- Pitcher
- Born: June 20, 1953 (age 72) Telica, León, Nicaragua
- Batted: RightThrew: Right

MLB debut
- May 31, 1977, for the Baltimore Orioles

Last MLB appearance
- June 8, 1977, for the Baltimore Orioles

MLB statistics
- Win–loss record: 0–0
- Earned run average: 12.38
- Innings pitched: 8

Teams
- Baltimore Orioles (1977);

Medals
Men's baseball
Representing Nicaragua
Baseball World Cup
| Silver medal – second place | 1973 Central America | Team |
| Bronze medal – third place | 1972 Managua | Team |

= Tony Chévez =

Nicaraguan baseball player (born 1953)

Silvio Antonio Aguilera Chévez (born June 20, 1953) is a Nicaraguan former professional baseball pitcher. He played in Major League Baseball for the Baltimore Orioles during the 1977 season. Listed at 5' 11" (1.80 m), 177 lb. (80 k), Chévez batted and threw right-handed.

Chévez became the second Nicaraguan player in the big leagues, as he was signed together with El Presidente Dennis Martínez by Baltimore in 1973. Yet after a promising career in his country and the Orioles Minor League system, Chévez hurt his shoulder in his fourth Major League appearance and was never the same.

Chévez first represented Nicaragua in an international competition at the Torneo de la Amistad (Friendship Tournament), held in Managua in 1971, and was also on the national team at the 1971 Pan American Games in Cali, Colombia. After that, he pitched in the 1972 Amateur World Series held in Managua, where the Nicaraguan team won the bronze medal with a 13–2 record. At the 1973 Amateur World Series, held in Managua by FEMBA, he took a no-hitter against Guatemala into the ninth inning, as Nicaragua earned a second place finish behind the United States.

Besides, Chévez posted a 54–44 record with a 3.15 ERA in 181 minor league games from 1974 through 1979, striking out 432 batters while walking 245 in 838 innings of work.

In between, Chévez played winter ball with the Indios de Mayagüez of Puerto Rico and for the Tiburones de La Guaira in Venezuela.

Chévez is a long time resident of Rochester, New York, but he and his family have never forgotten their homeland. In 2003, Chévez and his wife Halyma returned to Telica with a small group of friends from their church, in order to build homes for the neediest people. Since then, they have returned periodically with growing support, including donations of medicine and clothing, along with Bible school and supporting baseball instruction for youths aged 13–15.

• [PROBLEM SET]
[1] In which international competitions does the Tony Chévez article say Chévez represented Nicaragua?
[2] Write out the stretch of the Tony Chévez article from "Besides, Chévez posted" through "innings of work.".
[3] According to the Tony Chévez article, against which team did Chévez take a no-hitter into the ninth inning at the 1973 Amateur World Series?
Answer from the Tony Chévez article alone, without outside knowledge.

• [EXERCISE DATA]
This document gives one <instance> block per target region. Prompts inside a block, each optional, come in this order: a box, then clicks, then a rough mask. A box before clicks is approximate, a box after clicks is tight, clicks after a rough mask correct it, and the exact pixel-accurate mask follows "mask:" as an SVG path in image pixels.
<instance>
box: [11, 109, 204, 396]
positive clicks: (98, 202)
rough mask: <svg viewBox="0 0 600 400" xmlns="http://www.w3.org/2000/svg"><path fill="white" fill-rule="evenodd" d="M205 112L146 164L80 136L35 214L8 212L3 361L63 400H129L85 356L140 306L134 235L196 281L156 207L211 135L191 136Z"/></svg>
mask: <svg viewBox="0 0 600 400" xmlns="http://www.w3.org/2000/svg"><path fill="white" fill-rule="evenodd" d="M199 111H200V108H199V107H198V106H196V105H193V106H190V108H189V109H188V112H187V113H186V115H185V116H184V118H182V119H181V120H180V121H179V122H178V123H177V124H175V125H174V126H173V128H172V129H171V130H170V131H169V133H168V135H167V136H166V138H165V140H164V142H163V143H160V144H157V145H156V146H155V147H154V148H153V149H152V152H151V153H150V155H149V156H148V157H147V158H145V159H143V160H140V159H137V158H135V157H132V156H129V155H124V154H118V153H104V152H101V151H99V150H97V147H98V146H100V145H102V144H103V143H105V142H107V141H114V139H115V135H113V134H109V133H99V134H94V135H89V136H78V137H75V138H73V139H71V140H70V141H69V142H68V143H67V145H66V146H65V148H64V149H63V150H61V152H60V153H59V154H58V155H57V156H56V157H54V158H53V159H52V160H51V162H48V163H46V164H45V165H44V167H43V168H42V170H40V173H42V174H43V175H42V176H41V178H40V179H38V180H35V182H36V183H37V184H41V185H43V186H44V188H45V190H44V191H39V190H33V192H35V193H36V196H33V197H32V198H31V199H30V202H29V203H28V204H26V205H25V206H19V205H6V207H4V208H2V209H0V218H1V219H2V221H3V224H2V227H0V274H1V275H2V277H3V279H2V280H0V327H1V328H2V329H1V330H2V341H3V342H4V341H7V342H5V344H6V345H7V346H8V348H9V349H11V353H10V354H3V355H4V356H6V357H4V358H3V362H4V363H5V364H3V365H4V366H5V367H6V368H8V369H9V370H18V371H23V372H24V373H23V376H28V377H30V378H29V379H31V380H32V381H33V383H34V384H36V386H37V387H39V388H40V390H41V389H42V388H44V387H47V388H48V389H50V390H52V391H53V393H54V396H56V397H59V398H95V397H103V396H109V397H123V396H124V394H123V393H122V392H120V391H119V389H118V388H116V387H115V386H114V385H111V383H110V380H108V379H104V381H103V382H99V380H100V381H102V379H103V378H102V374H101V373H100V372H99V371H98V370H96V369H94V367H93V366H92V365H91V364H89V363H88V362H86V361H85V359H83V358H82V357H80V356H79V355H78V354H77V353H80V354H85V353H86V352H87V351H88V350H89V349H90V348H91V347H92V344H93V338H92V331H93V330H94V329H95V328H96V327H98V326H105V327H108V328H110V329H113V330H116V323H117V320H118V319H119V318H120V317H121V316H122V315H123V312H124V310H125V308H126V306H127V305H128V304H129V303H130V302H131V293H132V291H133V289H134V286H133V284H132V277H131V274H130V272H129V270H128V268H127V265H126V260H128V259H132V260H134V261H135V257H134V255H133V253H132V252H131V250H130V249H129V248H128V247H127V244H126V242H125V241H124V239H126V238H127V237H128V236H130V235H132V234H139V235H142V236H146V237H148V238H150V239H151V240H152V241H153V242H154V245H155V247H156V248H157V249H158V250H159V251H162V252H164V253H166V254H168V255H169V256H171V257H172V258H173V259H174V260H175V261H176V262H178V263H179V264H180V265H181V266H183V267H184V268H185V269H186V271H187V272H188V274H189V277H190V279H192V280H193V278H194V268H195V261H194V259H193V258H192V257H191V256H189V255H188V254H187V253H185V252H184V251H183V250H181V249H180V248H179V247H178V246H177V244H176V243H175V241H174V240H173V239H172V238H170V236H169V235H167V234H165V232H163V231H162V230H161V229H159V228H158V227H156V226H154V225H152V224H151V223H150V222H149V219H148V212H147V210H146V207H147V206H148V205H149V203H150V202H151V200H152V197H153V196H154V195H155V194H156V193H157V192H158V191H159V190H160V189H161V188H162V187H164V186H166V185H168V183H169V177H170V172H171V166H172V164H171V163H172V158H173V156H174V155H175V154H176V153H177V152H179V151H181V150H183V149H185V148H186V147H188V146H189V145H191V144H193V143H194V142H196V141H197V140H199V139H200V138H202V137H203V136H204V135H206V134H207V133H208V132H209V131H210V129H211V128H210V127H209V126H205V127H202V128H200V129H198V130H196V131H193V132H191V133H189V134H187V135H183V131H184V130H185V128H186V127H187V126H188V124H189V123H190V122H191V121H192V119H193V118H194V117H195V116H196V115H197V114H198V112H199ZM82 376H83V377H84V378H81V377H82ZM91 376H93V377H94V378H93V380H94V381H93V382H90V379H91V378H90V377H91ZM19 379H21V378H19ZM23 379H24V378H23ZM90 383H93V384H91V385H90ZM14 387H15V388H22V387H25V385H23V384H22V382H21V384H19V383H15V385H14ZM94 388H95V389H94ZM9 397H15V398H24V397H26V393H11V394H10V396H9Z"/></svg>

• [OUTPUTS FOR THE TASKS]
[1]
- The Torneo de la Amistad (Friendship Tournament), Managua, 1971
- The 1971 Pan American Games, Cali, Colombia
- The 1972 Amateur World Series, Managua
- The 1973 Amateur World Series, Managua

[2]
Besides, Chévez posted a 54–44 record with a 3.15 ERA in 181 minor league games from 1974 through 1979, striking out 432 batters while walking 245 in 838 innings of work.

[3] Guatemala.